Lay out the records below as a two-column CSV with the columns "text" and "answer". Give one row per record, put each field in double quotes with line breaks replaced by spaces, and leave out the pictures.

-- Data rows start --

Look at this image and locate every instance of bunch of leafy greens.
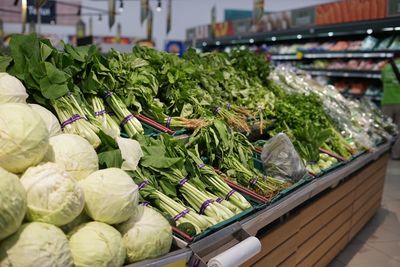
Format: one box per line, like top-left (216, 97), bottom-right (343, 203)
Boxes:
top-left (268, 93), bottom-right (351, 161)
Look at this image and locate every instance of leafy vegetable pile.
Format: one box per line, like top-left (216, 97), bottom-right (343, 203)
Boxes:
top-left (0, 35), bottom-right (396, 266)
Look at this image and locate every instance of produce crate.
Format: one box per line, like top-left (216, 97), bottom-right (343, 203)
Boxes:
top-left (317, 161), bottom-right (346, 177)
top-left (350, 150), bottom-right (368, 161)
top-left (173, 192), bottom-right (266, 244)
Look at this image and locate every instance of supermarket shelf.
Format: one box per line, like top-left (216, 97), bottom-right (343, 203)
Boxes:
top-left (300, 68), bottom-right (381, 79)
top-left (271, 53), bottom-right (300, 60)
top-left (242, 142), bottom-right (391, 236)
top-left (195, 16), bottom-right (400, 50)
top-left (271, 50), bottom-right (400, 60)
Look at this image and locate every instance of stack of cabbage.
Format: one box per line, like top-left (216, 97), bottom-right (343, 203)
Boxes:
top-left (0, 73), bottom-right (172, 267)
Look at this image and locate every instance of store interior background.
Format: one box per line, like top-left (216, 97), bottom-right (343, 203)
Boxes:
top-left (0, 0), bottom-right (334, 50)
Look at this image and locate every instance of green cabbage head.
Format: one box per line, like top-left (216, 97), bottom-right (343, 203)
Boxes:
top-left (0, 103), bottom-right (49, 173)
top-left (0, 72), bottom-right (28, 103)
top-left (0, 167), bottom-right (26, 240)
top-left (79, 168), bottom-right (139, 224)
top-left (21, 162), bottom-right (85, 226)
top-left (29, 104), bottom-right (61, 136)
top-left (117, 206), bottom-right (172, 263)
top-left (46, 134), bottom-right (99, 180)
top-left (0, 222), bottom-right (74, 267)
top-left (68, 222), bottom-right (125, 267)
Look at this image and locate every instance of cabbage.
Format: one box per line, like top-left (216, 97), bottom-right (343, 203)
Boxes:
top-left (0, 103), bottom-right (49, 173)
top-left (29, 104), bottom-right (61, 136)
top-left (80, 168), bottom-right (138, 224)
top-left (0, 168), bottom-right (26, 240)
top-left (116, 137), bottom-right (143, 171)
top-left (0, 72), bottom-right (28, 104)
top-left (0, 222), bottom-right (74, 267)
top-left (60, 213), bottom-right (92, 234)
top-left (21, 162), bottom-right (85, 226)
top-left (117, 206), bottom-right (172, 263)
top-left (68, 222), bottom-right (125, 267)
top-left (46, 134), bottom-right (99, 180)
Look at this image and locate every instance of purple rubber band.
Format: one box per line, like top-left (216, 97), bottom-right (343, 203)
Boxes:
top-left (61, 114), bottom-right (83, 129)
top-left (225, 189), bottom-right (236, 200)
top-left (104, 91), bottom-right (112, 98)
top-left (138, 180), bottom-right (149, 190)
top-left (193, 258), bottom-right (200, 267)
top-left (120, 114), bottom-right (134, 127)
top-left (94, 109), bottom-right (106, 117)
top-left (165, 117), bottom-right (172, 128)
top-left (179, 176), bottom-right (189, 186)
top-left (174, 209), bottom-right (190, 221)
top-left (197, 163), bottom-right (206, 169)
top-left (250, 177), bottom-right (258, 186)
top-left (199, 199), bottom-right (214, 214)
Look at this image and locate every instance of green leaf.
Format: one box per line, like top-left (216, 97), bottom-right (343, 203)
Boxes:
top-left (40, 77), bottom-right (69, 99)
top-left (97, 149), bottom-right (123, 169)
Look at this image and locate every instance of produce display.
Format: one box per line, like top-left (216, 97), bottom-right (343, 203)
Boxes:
top-left (0, 34), bottom-right (397, 267)
top-left (268, 35), bottom-right (400, 54)
top-left (298, 59), bottom-right (387, 71)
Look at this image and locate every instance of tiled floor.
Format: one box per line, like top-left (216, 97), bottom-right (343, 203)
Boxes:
top-left (329, 161), bottom-right (400, 267)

-- Data rows end --

▶ **Reply to the exercise**:
text,answer
"Look at this image and locate every instance of bunch of leafy greens. Format: one box per line, like top-left (216, 97), bottom-right (343, 203) Boxes:","top-left (268, 93), bottom-right (351, 161)"
"Look at this image and locate every instance of leafy vegetable pile. Format: one box per line, like top-left (216, 97), bottom-right (343, 203) Boxes:","top-left (0, 35), bottom-right (396, 266)"
"Look at this image and locate every instance of produce crate. Format: one box per line, like top-left (216, 97), bottom-right (343, 203) Boxes:","top-left (317, 161), bottom-right (346, 177) top-left (350, 150), bottom-right (368, 161) top-left (173, 192), bottom-right (266, 244)"
"Look at this image and locate every instance of supermarket shelf. Format: one box per line, like top-left (216, 97), bottom-right (343, 203) Boxes:","top-left (300, 68), bottom-right (381, 79) top-left (271, 53), bottom-right (300, 60) top-left (242, 142), bottom-right (391, 236) top-left (195, 16), bottom-right (400, 50) top-left (271, 50), bottom-right (400, 60)"
"Look at this image and locate every instance of stack of cabbage. Format: one box per line, like top-left (216, 97), bottom-right (343, 203) Boxes:","top-left (0, 73), bottom-right (172, 267)"
"Look at this image and locate every instance of store interior background. Format: one box per line, like top-left (216, 97), bottom-right (343, 203) Boxes:","top-left (0, 0), bottom-right (334, 50)"
"Look at this image and locate every instance of green cabbage head. Format: one box per line, like top-left (216, 97), bottom-right (343, 203) Boxes:","top-left (0, 103), bottom-right (49, 173) top-left (0, 72), bottom-right (28, 103) top-left (0, 167), bottom-right (26, 240) top-left (79, 168), bottom-right (139, 224) top-left (21, 162), bottom-right (85, 226) top-left (29, 104), bottom-right (61, 136) top-left (117, 206), bottom-right (172, 263) top-left (46, 134), bottom-right (99, 180) top-left (0, 222), bottom-right (74, 267) top-left (68, 222), bottom-right (125, 267)"
"Look at this image and locate every instance of cabbage. Format: one box per line, like top-left (216, 97), bottom-right (343, 203) Boxes:","top-left (0, 103), bottom-right (49, 173) top-left (29, 104), bottom-right (61, 136) top-left (80, 168), bottom-right (138, 224) top-left (0, 168), bottom-right (26, 240) top-left (116, 137), bottom-right (143, 171) top-left (0, 72), bottom-right (28, 104) top-left (0, 222), bottom-right (74, 267) top-left (60, 213), bottom-right (92, 234) top-left (21, 162), bottom-right (85, 226) top-left (117, 206), bottom-right (172, 263) top-left (68, 222), bottom-right (125, 267) top-left (46, 134), bottom-right (99, 180)"
"Look at this image and locate every instance of purple rubber band. Format: one box per line, like top-left (216, 97), bottom-right (343, 203) Boxes:","top-left (61, 114), bottom-right (83, 129) top-left (225, 189), bottom-right (236, 200) top-left (104, 91), bottom-right (112, 98) top-left (138, 180), bottom-right (149, 190) top-left (193, 258), bottom-right (200, 267) top-left (120, 114), bottom-right (134, 127) top-left (94, 109), bottom-right (106, 117) top-left (165, 117), bottom-right (172, 128) top-left (179, 176), bottom-right (189, 186) top-left (174, 209), bottom-right (190, 221) top-left (197, 163), bottom-right (206, 169) top-left (250, 177), bottom-right (258, 186) top-left (199, 199), bottom-right (214, 214)"
"Look at this image and locate every instance of green leaf. Format: one box per line, like top-left (216, 97), bottom-right (343, 203) Boxes:","top-left (40, 77), bottom-right (69, 99) top-left (97, 149), bottom-right (123, 169)"
"Look at this image and locate every instance of produce display. Format: one box per line, like top-left (216, 97), bottom-right (343, 203) Boxes:","top-left (0, 34), bottom-right (397, 267) top-left (268, 35), bottom-right (400, 54) top-left (298, 59), bottom-right (387, 71)"
"Look at this image and locate every instance of tiled floor. Format: one box per line, like top-left (216, 97), bottom-right (343, 203) Boxes:","top-left (329, 161), bottom-right (400, 267)"